Rewrite the records below, replacing "instance" with "occurrence" in every place it occurs and leaving everything else unchanged.

===============

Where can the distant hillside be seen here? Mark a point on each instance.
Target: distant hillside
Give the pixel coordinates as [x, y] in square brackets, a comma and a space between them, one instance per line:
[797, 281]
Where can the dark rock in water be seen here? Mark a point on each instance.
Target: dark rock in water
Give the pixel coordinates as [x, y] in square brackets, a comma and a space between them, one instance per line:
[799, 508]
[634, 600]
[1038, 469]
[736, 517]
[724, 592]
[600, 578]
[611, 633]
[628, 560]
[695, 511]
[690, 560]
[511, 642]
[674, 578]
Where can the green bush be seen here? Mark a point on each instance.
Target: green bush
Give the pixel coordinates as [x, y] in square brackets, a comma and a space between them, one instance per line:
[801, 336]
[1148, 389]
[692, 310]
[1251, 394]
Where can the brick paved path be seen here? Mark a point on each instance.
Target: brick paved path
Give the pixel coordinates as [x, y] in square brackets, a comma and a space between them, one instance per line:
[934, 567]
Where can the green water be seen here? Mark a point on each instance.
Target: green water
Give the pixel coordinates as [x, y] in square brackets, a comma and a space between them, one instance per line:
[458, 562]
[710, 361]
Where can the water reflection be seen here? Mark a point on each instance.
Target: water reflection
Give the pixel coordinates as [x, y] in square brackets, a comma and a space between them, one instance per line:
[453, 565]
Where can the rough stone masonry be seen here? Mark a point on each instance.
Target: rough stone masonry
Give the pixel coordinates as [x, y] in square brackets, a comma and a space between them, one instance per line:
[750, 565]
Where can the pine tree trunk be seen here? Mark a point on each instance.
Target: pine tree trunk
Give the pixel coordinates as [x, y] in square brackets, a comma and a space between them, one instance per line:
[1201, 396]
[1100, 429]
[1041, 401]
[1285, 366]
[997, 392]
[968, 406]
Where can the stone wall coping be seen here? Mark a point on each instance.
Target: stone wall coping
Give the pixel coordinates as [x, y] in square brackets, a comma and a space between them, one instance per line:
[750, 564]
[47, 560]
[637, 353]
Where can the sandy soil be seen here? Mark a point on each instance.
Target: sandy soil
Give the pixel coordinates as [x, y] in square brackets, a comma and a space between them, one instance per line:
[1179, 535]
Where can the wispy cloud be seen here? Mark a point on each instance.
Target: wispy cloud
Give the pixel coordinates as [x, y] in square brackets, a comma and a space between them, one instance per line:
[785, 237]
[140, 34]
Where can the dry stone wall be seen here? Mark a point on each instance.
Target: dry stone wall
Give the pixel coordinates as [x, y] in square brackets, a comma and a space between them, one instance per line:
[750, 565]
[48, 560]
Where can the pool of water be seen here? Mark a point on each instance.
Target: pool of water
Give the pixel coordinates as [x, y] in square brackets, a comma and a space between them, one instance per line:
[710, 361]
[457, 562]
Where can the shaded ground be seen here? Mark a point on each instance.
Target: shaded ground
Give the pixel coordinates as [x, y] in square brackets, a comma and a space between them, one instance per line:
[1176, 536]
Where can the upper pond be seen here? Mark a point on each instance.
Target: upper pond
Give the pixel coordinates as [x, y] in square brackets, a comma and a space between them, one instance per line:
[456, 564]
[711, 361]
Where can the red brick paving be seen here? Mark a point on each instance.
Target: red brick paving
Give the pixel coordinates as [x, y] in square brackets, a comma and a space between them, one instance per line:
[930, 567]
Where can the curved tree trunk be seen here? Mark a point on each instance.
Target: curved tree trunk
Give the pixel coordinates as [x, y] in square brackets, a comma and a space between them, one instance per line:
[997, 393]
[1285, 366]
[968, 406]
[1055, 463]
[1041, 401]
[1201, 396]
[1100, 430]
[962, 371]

===============

* RESULT FOR THIS TASK:
Where can the distant hillside be seen here? Mark a point on each occurrence.
Target: distant hillside
Give the pixel coordinates as [x, y] in square brackets, a comma and a space between them, one occurrence per line:
[797, 281]
Where can the dark rock in water be seen here? Mark a point on each occurrence.
Target: dark rock in water
Give the pixel coordinates as [x, y] in square brackets, a comma and a space between them, one occurrence per line:
[799, 508]
[634, 600]
[1038, 469]
[736, 517]
[724, 592]
[600, 578]
[611, 633]
[628, 560]
[695, 511]
[690, 560]
[511, 642]
[674, 578]
Where can the green bush be seen here? Mark a point on each occurrence.
Target: green bush
Give the pixel coordinates as [x, y] in square brackets, a comma and a space between them, one occurrence per line:
[801, 336]
[1148, 389]
[692, 310]
[1251, 394]
Where can the brick paved path be seen here? Mark a point on each occurrence.
Target: brick paved path
Give the pixel coordinates as [x, y] in square brackets, a comma and a space between them, one occurrence per line:
[934, 567]
Where can the green water be seen here? Mark a point on each occurrence.
Target: green water
Give the pixel coordinates as [x, y] in square brackets, a comma and a space between them, one occurrence per line:
[458, 562]
[710, 361]
Where can the water reflection be seen here? Mark a point on each occurrence.
Target: water reflection
Give the pixel coordinates as [x, y] in square brackets, a comma and a space between them, one occurrence per line:
[453, 565]
Where can the rough stone masonry be seen here? Mark a point on each occurrence.
Target: rough stone masonry
Give the pixel coordinates as [x, y] in square brackets, a comma and a space between them, one occurrence per line:
[750, 565]
Where can the pine tree trunk be seen here? Mark a point on each occurrence.
Target: pine tree trunk
Give the pixel coordinates as [x, y] in square brackets, a comma and a space between them, one occurrence per line:
[1201, 396]
[1100, 429]
[1041, 401]
[1285, 366]
[997, 392]
[968, 406]
Where can the stone wall coping be seen here? Mark a point on each occurrence.
Target: stone wall coping
Give the pixel coordinates as [x, y] in square brackets, a comma and a space between them, one occurrence per line:
[750, 564]
[47, 560]
[637, 353]
Where can the sandy soil be seen here? Mark a point on each occurrence.
Target: sandy soil
Give the pixel coordinates as [x, y] in square brackets, a comma and a space between them, one occurrence per line:
[1179, 535]
Where can the wispy cloud be seen here? Mark a point on each occurrence.
Target: wispy cloud
Give the pixel coordinates as [x, y] in square brackets, a comma and a space between them, one occurrence per line:
[785, 237]
[140, 34]
Where can the dry stone wall be seen here? Mark a point on each occurrence.
Target: dry stone wall
Give the pixel coordinates as [x, y] in square brackets, a comma and a space between them, one occurrence per line:
[750, 565]
[48, 560]
Where can the pool of water be seen here? Mark a point on each occurrence.
Target: pool of water
Give the pixel coordinates as [x, y] in square brackets, a comma and a space between them, one occurrence per line:
[710, 361]
[457, 562]
Where can the shaded ground be seen here? Mark a point on each occurrence.
Target: shaded ground
Give the pixel coordinates as [x, y] in square brackets, a comma and a space between them, one occurrence per line:
[1176, 536]
Where can the upper pond be seen here? Mark a point on each occurrence.
Target: upper pond
Give the pixel coordinates as [x, y] in square brackets, a comma and a space between them, one occurrence per line:
[456, 564]
[711, 361]
Where can the red brick paving be seen here? Mark a point on each occurrence.
Target: red brick paving
Give the pixel coordinates as [x, y] in square brackets, a comma and a space between them, one occurrence per line:
[930, 567]
Where can the curved tree trunk be seen here? Mark a point on each occurrence.
Target: curved tree trunk
Give the pixel coordinates as [x, y] in square brackets, a comma and a space between them, one occurrence per line:
[997, 393]
[1285, 366]
[968, 406]
[1055, 463]
[1041, 401]
[1201, 396]
[1100, 430]
[962, 371]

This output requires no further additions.